Multiple comparisons problem occurs when researchers conduct numerous statistical tests within a single study, which inflates the family-wise Type I error rate (probability of at least one false positive) beyond the nominal alpha level. Each statistical test carries a probability of Type I error; conducting many tests mathematically increases the probability that at least one will be statistically significant by chance alone. Corrections including Bonferroni, Holm, false discovery rate (FDR), and permutation testing adjust p-values or alpha levels to maintain overall Type I error control. The appropriate severity of correction depends on whether tests are planned (confirmatory) versus exploratory.
Simulate running multiple independent statistical tests where the null hypothesis is true and observe how often at least one reaches statistical significance.
Bonferroni correction is always appropriate (actually, it can be overly conservative when tests are correlated). Multiple comparisons corrections only apply to many p-values from the same dataset (actually, any multiple tests of related hypotheses require correction).
From inferential statistics, you know that a Type I error — rejecting a true null hypothesis — has probability α, conventionally set at .05. This means that if the null hypothesis is genuinely true, you'll obtain a "significant" result 5% of the time purely by chance. From your work on Type I and Type II error tradeoffs, you understand that setting α defines your tolerance for false positives in a single test. The multiple comparisons problem is what happens when you apply that single-test logic across an entire family of tests — and the conditional probability calculation that drives it follows directly from the probability foundations you already have.
########################################
[Problems and tasks]
1. Which corrections for multiple comparisons does the passage on the multiple comparisons problem name?
2. Continue the passage on the multiple comparisons problem from its last sentence.
The listing that comes next is separate material with no connection to the passage on multiple comparisons.

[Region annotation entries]
########################################
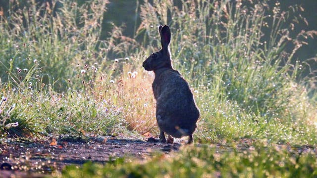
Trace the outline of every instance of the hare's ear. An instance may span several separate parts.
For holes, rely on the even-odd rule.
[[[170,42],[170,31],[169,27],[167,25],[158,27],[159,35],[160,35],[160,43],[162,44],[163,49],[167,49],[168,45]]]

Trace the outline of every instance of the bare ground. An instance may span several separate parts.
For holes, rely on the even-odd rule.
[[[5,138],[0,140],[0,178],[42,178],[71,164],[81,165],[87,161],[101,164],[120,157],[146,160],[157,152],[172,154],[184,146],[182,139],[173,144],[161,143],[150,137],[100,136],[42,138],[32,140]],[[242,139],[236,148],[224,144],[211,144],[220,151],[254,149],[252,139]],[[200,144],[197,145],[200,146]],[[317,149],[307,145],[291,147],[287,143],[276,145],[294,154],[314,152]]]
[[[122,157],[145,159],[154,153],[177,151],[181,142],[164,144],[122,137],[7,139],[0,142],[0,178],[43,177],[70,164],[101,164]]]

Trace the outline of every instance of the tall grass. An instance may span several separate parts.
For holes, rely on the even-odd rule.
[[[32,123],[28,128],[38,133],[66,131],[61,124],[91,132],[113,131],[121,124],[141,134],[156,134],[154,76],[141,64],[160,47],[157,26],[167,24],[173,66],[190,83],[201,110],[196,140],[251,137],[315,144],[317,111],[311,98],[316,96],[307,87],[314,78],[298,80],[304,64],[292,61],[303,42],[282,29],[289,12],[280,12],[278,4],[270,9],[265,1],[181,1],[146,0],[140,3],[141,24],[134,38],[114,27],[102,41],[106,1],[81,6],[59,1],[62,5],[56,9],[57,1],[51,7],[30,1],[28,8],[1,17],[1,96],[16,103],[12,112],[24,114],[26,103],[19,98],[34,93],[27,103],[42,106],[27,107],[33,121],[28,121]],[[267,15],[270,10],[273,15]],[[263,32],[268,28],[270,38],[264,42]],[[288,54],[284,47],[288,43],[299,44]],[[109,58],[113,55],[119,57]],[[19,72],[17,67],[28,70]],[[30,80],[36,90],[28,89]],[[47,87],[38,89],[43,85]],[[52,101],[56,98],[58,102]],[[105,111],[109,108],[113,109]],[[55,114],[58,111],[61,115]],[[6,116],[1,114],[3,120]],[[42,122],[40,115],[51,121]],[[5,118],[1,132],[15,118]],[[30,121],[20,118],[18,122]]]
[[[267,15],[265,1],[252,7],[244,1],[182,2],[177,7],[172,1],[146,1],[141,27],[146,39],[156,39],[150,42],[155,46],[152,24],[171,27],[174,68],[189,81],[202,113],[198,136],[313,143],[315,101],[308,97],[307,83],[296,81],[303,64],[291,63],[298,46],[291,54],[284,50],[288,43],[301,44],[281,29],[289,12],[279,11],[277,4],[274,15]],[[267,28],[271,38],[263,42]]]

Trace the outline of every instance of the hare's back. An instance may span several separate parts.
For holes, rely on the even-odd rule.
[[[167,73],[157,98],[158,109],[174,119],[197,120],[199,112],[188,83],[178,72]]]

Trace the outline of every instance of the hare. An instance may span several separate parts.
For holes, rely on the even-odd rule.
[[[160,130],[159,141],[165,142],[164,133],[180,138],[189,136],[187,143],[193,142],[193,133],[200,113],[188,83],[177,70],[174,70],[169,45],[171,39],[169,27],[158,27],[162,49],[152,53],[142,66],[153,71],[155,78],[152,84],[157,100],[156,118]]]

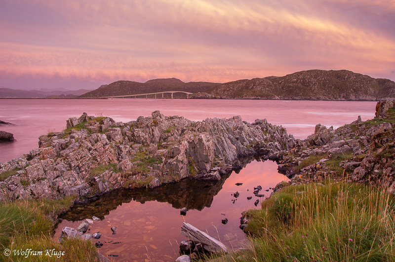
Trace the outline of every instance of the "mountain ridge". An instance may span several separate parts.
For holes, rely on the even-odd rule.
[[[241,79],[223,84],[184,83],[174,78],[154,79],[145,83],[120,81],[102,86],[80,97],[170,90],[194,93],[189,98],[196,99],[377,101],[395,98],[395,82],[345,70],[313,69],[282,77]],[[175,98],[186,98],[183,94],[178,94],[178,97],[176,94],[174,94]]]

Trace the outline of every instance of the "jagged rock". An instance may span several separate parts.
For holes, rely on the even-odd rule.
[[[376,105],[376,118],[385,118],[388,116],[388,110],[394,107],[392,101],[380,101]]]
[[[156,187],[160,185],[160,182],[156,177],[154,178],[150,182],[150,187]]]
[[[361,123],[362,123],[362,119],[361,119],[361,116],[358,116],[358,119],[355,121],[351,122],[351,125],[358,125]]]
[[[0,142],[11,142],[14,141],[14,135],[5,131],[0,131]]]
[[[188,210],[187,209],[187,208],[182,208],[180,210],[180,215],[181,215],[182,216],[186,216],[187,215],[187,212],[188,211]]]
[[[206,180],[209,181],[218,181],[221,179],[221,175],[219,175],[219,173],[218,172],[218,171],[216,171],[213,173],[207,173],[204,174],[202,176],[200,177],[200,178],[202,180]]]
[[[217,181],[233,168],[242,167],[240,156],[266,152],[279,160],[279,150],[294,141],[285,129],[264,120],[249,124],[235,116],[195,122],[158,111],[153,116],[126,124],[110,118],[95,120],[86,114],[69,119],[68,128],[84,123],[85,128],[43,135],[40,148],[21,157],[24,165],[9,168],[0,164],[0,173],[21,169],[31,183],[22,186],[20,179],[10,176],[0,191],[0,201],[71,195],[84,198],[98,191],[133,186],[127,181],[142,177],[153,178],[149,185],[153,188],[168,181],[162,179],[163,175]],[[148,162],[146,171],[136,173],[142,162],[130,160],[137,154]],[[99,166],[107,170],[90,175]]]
########################################
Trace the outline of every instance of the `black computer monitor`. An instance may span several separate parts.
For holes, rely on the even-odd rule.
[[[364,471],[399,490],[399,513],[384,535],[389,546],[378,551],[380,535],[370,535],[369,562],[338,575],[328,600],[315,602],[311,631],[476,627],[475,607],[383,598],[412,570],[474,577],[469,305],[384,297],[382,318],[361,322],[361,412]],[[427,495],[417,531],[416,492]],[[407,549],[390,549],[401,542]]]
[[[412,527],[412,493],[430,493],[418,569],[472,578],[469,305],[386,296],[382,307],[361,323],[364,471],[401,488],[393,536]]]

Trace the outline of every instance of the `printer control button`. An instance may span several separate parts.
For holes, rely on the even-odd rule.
########################################
[Written responses]
1. Bonferroni, Holm, false discovery rate (FDR), and permutation testing.

2.
Suppose you run 20 independent significance tests in a single study, each at α = .05, and all null hypotheses are actually true. What is the probability that at least one test reaches significance? Use the complement rule you know from conditional probability: 1 − (1 − .05)^20 ≈ 1 − .95^20 ≈ .64. With 20 independent tests of truly null effects, you'd observe at least one "significant" result about 64% of the time — in a universe of pure noise. This inflated rate is the family-wise error rate (FWER): the probability of at least one false positive across the family of tests. It grows rapidly: 10 tests yields roughly 40% FWER; 50 tests yields over 92%.
Bonferroni correction is the most conservative solution: divide the nominal α by the number of tests and require each individual test to reach that stricter threshold. For 20 tests, each test must clear p < .0025. This guarantees FWER ≤ .05 across the family, but at a cost: demanding much smaller p-values for each test increases the probability of Type II errors — real effects may be missed because they don't survive the heightened bar. Bonferroni assumes that all tests are independent; when tests are positively correlated (as they often are within a study, since they draw on the same participants), it becomes overly conservative — the actual FWER is already lower than .05 because the tests are not providing independent chances at a false positive.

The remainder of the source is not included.